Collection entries

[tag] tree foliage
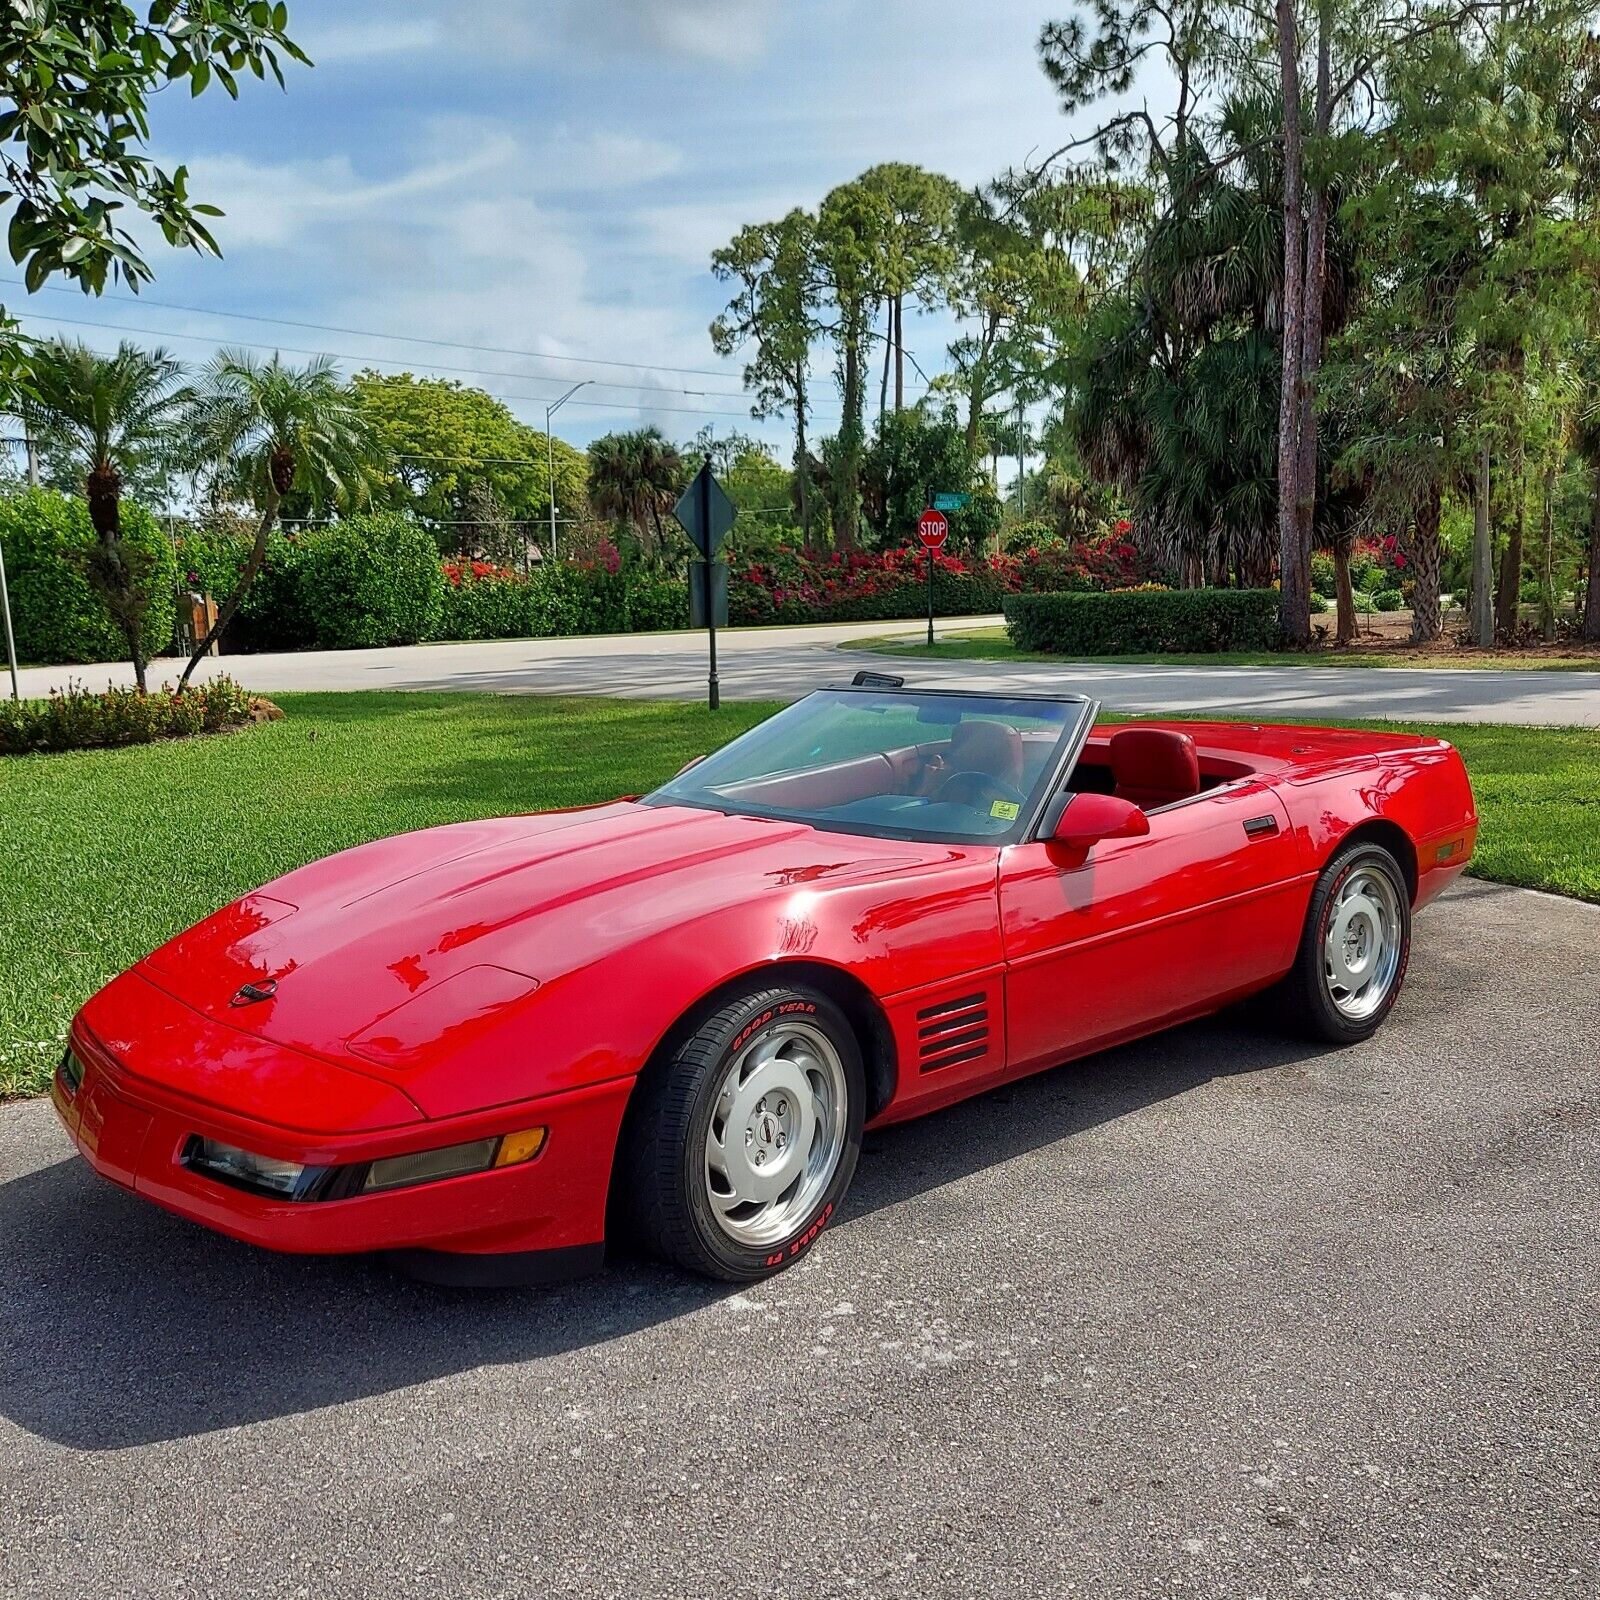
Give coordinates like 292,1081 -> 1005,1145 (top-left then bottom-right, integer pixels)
862,408 -> 1002,552
179,350 -> 378,681
0,0 -> 308,403
350,370 -> 586,558
587,427 -> 685,561
711,210 -> 823,546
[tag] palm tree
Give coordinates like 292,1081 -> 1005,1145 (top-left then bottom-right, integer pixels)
18,339 -> 190,689
179,351 -> 377,685
587,428 -> 685,558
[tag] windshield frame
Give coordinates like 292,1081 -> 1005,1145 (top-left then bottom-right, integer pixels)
641,685 -> 1100,848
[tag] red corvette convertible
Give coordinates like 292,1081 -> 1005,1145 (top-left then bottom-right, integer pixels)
55,681 -> 1477,1284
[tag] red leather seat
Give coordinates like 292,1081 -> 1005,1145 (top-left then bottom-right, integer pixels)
1109,727 -> 1201,810
943,720 -> 1025,789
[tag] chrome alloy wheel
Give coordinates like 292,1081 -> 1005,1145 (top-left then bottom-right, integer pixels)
703,1019 -> 849,1248
1323,864 -> 1403,1021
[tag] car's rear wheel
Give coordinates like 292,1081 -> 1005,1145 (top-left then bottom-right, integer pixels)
619,984 -> 864,1281
1282,840 -> 1411,1043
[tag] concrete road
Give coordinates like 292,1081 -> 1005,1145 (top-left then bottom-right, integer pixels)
2,877 -> 1596,1599
14,615 -> 1600,723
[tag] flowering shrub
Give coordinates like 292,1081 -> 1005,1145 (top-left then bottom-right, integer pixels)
0,676 -> 271,755
1351,536 -> 1402,593
1375,534 -> 1409,584
1311,538 -> 1408,602
729,535 -> 1152,626
436,566 -> 529,640
441,558 -> 515,586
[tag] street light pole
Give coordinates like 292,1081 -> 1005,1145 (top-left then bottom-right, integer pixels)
0,536 -> 19,701
545,380 -> 591,562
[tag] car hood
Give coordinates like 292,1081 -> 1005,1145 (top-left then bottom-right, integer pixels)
137,800 -> 962,1105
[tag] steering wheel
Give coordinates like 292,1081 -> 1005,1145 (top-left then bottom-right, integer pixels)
936,769 -> 1028,816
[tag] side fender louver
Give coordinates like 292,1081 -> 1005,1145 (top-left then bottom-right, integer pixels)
916,991 -> 990,1072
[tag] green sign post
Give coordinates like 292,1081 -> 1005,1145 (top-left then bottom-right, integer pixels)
673,462 -> 737,710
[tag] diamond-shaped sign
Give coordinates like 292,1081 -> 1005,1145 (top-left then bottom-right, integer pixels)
673,462 -> 736,559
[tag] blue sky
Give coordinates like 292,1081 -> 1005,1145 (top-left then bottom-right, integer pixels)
10,0 -> 1076,455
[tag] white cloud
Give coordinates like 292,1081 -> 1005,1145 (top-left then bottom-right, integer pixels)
147,133 -> 745,435
183,137 -> 518,249
635,194 -> 800,268
441,0 -> 783,67
300,18 -> 443,63
615,0 -> 782,67
538,131 -> 684,191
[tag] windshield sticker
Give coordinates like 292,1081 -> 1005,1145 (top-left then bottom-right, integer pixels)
989,800 -> 1020,820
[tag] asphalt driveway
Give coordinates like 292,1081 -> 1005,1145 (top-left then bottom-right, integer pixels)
13,616 -> 1600,724
1,877 -> 1596,1598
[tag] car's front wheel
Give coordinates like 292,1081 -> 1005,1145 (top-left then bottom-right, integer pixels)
1282,840 -> 1412,1043
619,984 -> 864,1281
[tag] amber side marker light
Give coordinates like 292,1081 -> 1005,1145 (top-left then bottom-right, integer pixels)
361,1128 -> 548,1194
495,1127 -> 548,1167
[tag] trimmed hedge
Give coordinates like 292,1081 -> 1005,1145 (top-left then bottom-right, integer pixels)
174,517 -> 444,652
1004,588 -> 1282,654
0,488 -> 177,664
299,513 -> 443,649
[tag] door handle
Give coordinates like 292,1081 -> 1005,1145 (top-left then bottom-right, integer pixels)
1243,815 -> 1280,839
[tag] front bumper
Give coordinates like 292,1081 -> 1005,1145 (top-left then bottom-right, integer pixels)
53,1022 -> 631,1273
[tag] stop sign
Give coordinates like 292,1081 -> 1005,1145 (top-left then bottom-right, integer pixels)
917,508 -> 949,550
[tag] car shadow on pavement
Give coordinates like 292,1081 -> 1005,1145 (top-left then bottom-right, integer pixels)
0,1007 -> 1322,1451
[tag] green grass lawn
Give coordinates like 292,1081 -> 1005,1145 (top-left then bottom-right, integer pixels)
2,691 -> 1595,1100
859,625 -> 1600,670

**Task brief**
Each line of the records above must be repeated exactly, but no picture belongs in the copy.

**Solution to this exercise**
[tag] tree foliage
Give coordinates like 292,1081 -> 1005,1145 (top-left then bottom-right, integer pixels)
862,408 -> 1002,552
179,350 -> 378,681
0,0 -> 308,403
350,370 -> 586,558
587,427 -> 685,561
711,210 -> 823,546
[tag] palm tree
Give coordinates like 292,1081 -> 1005,1145 (top-left then bottom-right, integer pixels)
18,339 -> 190,689
179,351 -> 377,685
587,428 -> 685,558
[tag] windshield frame
Give coordinates like 292,1081 -> 1005,1145 (top-left then bottom-right, integer pixels)
641,685 -> 1100,848
[tag] red corvette convertible
Give coordinates like 292,1081 -> 1005,1145 (top-left then bottom-right, integer pixels)
55,681 -> 1477,1284
[tag] red leather seat
Give coordinates like 292,1081 -> 1005,1145 (top-left then bottom-right, integer pixels)
1109,727 -> 1201,810
943,720 -> 1025,789
[tag] chrome alloy wheel
Give coordinates like 292,1081 -> 1005,1145 (top-left then bottom-right, integer pixels)
703,1019 -> 849,1248
1323,864 -> 1403,1021
[tag] car's rear wheel
Give coordinates like 292,1081 -> 1005,1145 (top-left then bottom-right, integer pixels)
619,984 -> 864,1281
1282,840 -> 1411,1043
[tag] concrete road
Give coordinates like 292,1081 -> 1005,1145 (top-left then bottom-right, integer pixels)
2,877 -> 1596,1599
14,615 -> 1600,723
[tag] flowering shrub
Give coordinates like 292,1081 -> 1005,1145 (top-left then bottom-right, integer pixels)
0,676 -> 271,755
1351,536 -> 1402,593
1375,534 -> 1409,584
1311,538 -> 1408,602
729,535 -> 1152,626
436,566 -> 529,640
441,558 -> 515,586
[tag] street light pole
Give coordinates like 292,1081 -> 1005,1145 (top-left then bottom-right, integer pixels)
0,536 -> 19,701
545,380 -> 591,562
[tag] car hood
Give coordinates like 292,1081 -> 1005,1145 (top-left then bottom-right, integer pixels)
137,800 -> 962,1105
[tag] steering wheel
Give coordinates like 292,1081 -> 1005,1145 (top-left then bottom-right, integer pixels)
936,769 -> 1028,816
[tag] side fender louver
Give coordinates like 292,1081 -> 1005,1145 (top-left then bottom-right, integer pixels)
916,991 -> 990,1072
[tag] green sign post
Give coordinates like 292,1081 -> 1005,1145 (top-left then bottom-right, integer pixels)
673,462 -> 737,710
[tag] diamond-shaped sign
Give coordinates like 292,1081 -> 1005,1145 (top-left then bottom-right, integer pixels)
673,462 -> 736,559
[tag] blue sky
Give coordinates like 292,1081 -> 1005,1145 (top-left then bottom-right, integer pixels)
10,0 -> 1076,455
[tag] white cloud
Give coordinates like 292,1081 -> 1005,1145 (top-left then bottom-right, integer pixels)
147,133 -> 745,435
183,137 -> 518,249
635,194 -> 800,268
441,0 -> 783,67
300,18 -> 443,63
615,0 -> 782,67
538,131 -> 684,191
[tag] windshield sticker
Give coordinates like 292,1081 -> 1005,1145 (top-left then bottom-right, integer pixels)
989,800 -> 1020,820
[tag] asphalt driveway
Give coordinates like 292,1081 -> 1005,1145 (top-left then bottom-right, integer pixels)
13,616 -> 1600,724
1,877 -> 1596,1598
[tag] car's front wheel
Give coordinates like 292,1081 -> 1005,1145 (top-left then bottom-right, integer pixels)
1282,840 -> 1412,1043
619,984 -> 864,1281
[tag] amber side marker light
Give coordinates like 292,1081 -> 1005,1145 (top-left then bottom-right, integer pixels)
361,1128 -> 548,1194
495,1127 -> 548,1167
[tag] trimmed hedge
Give coordinates like 292,1081 -> 1005,1145 (top-left then bottom-right, integer pixels)
174,517 -> 444,652
1004,588 -> 1282,654
0,488 -> 177,664
299,513 -> 443,649
[tag] door handle
Give coordinates like 292,1081 -> 1005,1145 (top-left then bottom-right, integer pixels)
1243,815 -> 1280,839
[tag] front bumper
Give coordinates like 292,1081 -> 1005,1145 (top-left then bottom-right, integer pixels)
53,1022 -> 631,1273
[tag] stop sign
Give coordinates like 292,1081 -> 1005,1145 (top-left then bottom-right, integer pixels)
917,508 -> 949,550
[tag] car shadow on pavement
Give coordinates like 292,1081 -> 1005,1145 (top-left then bottom-right, integer pixels)
0,1007 -> 1322,1451
[tag] green grass lawn
Give coordinates like 292,1081 -> 1005,1145 (top-left then bottom-right, integer pixels)
2,691 -> 1595,1100
859,625 -> 1600,670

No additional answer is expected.